Exercise data —
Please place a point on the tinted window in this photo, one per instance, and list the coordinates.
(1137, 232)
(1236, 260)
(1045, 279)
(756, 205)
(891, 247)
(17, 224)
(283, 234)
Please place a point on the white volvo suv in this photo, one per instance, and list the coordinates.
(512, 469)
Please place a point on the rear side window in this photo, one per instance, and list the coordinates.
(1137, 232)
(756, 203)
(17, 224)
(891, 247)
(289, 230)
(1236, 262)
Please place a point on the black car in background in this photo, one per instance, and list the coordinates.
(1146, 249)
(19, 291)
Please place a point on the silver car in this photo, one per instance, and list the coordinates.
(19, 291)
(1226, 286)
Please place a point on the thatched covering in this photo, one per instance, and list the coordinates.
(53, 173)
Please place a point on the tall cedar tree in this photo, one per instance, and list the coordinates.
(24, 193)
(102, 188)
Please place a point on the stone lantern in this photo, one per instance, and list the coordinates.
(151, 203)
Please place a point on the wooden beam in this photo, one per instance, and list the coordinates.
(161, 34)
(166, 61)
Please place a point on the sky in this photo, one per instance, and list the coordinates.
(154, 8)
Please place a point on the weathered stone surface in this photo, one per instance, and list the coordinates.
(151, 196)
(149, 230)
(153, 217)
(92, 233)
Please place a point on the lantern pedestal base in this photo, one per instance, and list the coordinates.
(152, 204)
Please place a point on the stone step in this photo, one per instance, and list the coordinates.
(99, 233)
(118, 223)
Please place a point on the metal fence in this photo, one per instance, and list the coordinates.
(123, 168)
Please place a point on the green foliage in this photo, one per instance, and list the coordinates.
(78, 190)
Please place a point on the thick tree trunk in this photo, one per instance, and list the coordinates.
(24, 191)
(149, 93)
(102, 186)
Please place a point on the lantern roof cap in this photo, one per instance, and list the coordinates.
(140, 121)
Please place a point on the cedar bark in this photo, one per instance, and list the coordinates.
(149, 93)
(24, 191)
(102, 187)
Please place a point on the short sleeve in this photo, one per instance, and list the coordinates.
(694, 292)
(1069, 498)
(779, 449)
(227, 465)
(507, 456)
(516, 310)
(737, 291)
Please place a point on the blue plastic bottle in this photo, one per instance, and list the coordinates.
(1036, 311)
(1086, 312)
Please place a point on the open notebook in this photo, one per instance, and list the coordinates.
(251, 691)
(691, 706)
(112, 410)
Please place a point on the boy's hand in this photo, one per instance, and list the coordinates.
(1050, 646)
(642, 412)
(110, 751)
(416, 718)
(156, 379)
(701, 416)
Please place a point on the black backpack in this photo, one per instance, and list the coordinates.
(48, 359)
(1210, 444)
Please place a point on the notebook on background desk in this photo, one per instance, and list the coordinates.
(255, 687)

Goal — Update the entries from the line containing "Please place a point on the blue" through the end of the entries, swapping "black backpack" for "gray backpack" and leaving everything else untouched.

The answer —
Please place a point on the blue plastic bottle in this photo, one per instance, and list the coordinates.
(1036, 311)
(1086, 312)
Please place a point on the open notebook in this photo, one per instance, and list the coordinates.
(251, 691)
(691, 706)
(112, 410)
Please place a point on the boy's hand in this photo, one per instance, and list the coordinates.
(1050, 646)
(642, 412)
(110, 751)
(416, 718)
(156, 379)
(701, 416)
Please place a point on the gray backpack in this photo, one per instance, and list the coordinates.
(48, 359)
(1210, 444)
Please place a point on the notebook on background desk in this photo, one per instance, and list the coordinates.
(255, 687)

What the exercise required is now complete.